◆ **WORK REQUIRED**
Once the records have been read, set every one down as it stands.

Dataset excerpts:
>>

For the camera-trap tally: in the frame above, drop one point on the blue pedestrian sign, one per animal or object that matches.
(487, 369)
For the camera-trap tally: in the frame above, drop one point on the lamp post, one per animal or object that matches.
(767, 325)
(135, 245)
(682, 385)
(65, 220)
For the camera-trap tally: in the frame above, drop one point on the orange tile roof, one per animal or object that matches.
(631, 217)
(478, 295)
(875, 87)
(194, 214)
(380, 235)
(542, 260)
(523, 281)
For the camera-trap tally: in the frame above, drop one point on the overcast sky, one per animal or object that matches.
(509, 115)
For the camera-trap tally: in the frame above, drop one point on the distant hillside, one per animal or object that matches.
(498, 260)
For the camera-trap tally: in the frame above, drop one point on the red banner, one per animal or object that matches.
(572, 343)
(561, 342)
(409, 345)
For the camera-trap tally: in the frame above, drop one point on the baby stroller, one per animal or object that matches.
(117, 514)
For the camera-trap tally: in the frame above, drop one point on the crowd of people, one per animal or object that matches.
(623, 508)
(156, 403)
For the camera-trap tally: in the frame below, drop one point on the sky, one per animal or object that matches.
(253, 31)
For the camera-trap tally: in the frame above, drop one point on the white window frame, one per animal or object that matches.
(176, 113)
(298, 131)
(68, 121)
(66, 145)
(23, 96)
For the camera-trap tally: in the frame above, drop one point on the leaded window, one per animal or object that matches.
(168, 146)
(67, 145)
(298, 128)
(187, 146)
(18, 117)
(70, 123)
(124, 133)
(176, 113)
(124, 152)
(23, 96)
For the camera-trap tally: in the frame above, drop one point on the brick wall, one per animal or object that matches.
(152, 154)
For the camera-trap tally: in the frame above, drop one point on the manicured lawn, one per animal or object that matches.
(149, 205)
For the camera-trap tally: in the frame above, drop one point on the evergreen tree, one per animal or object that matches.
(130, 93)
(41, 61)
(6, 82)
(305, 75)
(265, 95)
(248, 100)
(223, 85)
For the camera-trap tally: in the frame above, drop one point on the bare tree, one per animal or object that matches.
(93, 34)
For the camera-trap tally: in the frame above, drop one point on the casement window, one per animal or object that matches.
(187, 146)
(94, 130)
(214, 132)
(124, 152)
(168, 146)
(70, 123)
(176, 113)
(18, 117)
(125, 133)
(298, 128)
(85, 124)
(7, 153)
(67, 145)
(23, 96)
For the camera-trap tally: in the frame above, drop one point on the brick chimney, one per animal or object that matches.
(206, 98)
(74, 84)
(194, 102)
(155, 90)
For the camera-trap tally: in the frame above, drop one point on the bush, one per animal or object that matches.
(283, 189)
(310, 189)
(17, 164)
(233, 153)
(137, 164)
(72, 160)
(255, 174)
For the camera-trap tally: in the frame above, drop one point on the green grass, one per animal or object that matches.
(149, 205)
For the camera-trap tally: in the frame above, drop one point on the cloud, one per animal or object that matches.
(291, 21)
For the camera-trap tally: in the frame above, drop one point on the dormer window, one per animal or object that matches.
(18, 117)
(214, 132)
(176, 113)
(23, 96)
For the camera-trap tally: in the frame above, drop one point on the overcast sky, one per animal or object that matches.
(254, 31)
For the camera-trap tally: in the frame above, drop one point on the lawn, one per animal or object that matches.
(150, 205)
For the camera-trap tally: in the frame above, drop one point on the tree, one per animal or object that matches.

<<

◆ **ANSWER BOX**
For the camera-trap tally: in the frame above, drop one point on the blue pedestrian sign, one per animal or object that matches.
(487, 369)
For the camera-trap tally: in the frame above, drop one point on the lamp post, one per animal or object that matches.
(767, 325)
(135, 245)
(682, 385)
(65, 220)
For the camera-trap tally: in the frame above, drop one point on the orange tile roof, one per animal or object that matches.
(631, 217)
(478, 295)
(875, 87)
(194, 214)
(380, 235)
(542, 260)
(523, 281)
For the camera-trap tally: in the frame above, drop one point on the overcast sky, one per animal or object that matches.
(509, 115)
For the camera-trap tally: in the frame above, drop one point on the distant hillside, one per animal or object that matches.
(498, 260)
For the camera-trap tally: in the frame above, drop one point on the red banner, one per animal or object that matches.
(572, 343)
(561, 342)
(409, 345)
For the camera-trap tally: in the frame above, drop one point on the baby stroller, one per animal or object that matches.
(117, 514)
For the camera-trap tally: in the frame above, drop one point on the crowd of people, one per animal or object that matches.
(623, 508)
(156, 403)
For the camera-trap tally: in the frame below, drop one point on the sky, one per animal or object that matches.
(253, 31)
For the camera-trap tally: in the frame above, drop one point on the white window frame, one per animal or object that matches.
(176, 113)
(298, 131)
(68, 121)
(66, 145)
(23, 96)
For the camera-trap tally: in the frame above, drop one point on the leaded window, one per animal or object that matches.
(168, 146)
(67, 145)
(298, 128)
(187, 146)
(18, 117)
(70, 123)
(124, 133)
(176, 113)
(124, 152)
(23, 96)
For the camera-trap tally: in the frame above, drop one point on the brick wall, one per animal or object that matches.
(152, 154)
For the camera-trap tally: in the frame above, drop one point on the manicured lawn, one per animal or object that matches.
(149, 205)
For the camera-trap tally: in the frame above, drop one point on the evergreen tree, one per animal or object that matches.
(130, 93)
(41, 61)
(6, 82)
(305, 75)
(265, 95)
(248, 100)
(223, 85)
For the camera-trap tally: in the frame above, drop one point on the bare tree, one per animal or object that matches.
(93, 34)
For the camera-trap tally: in the frame above, drop one point on the casement window, one per animal or object that matches.
(187, 146)
(94, 130)
(214, 132)
(124, 152)
(168, 146)
(70, 123)
(176, 113)
(18, 117)
(125, 133)
(298, 128)
(85, 124)
(7, 153)
(67, 145)
(23, 96)
For the camera-trap tally: in the frame above, drop one point on the brick chimney, one per animal or object that matches.
(206, 98)
(74, 84)
(194, 102)
(155, 90)
For the camera-trap tally: in the frame above, drop one point on the bush, one per animal or object that matches.
(283, 189)
(310, 189)
(17, 164)
(233, 153)
(137, 164)
(72, 160)
(255, 174)
For the camera-trap tally: in the frame above, drop one point on the green grass, one per animal or object that matches.
(149, 205)
For the camera-trap tally: in the frame above, drop one point on the cloud, one per animal or object that matches.
(291, 21)
For the camera-trap tally: in the frame above, drop one point on the dormer window, one per animal or object that matches.
(18, 117)
(214, 132)
(176, 113)
(23, 96)
For the camera-trap tally: in the frame above, drop one point on the overcast sky, one per animal or object that matches.
(254, 31)
For the camera-trap tally: in the frame above, drop one point on the lawn, one per animal or object that matches.
(150, 205)
For the camera-trap tally: in the frame above, drop one point on the tree, one per animal or object that matches.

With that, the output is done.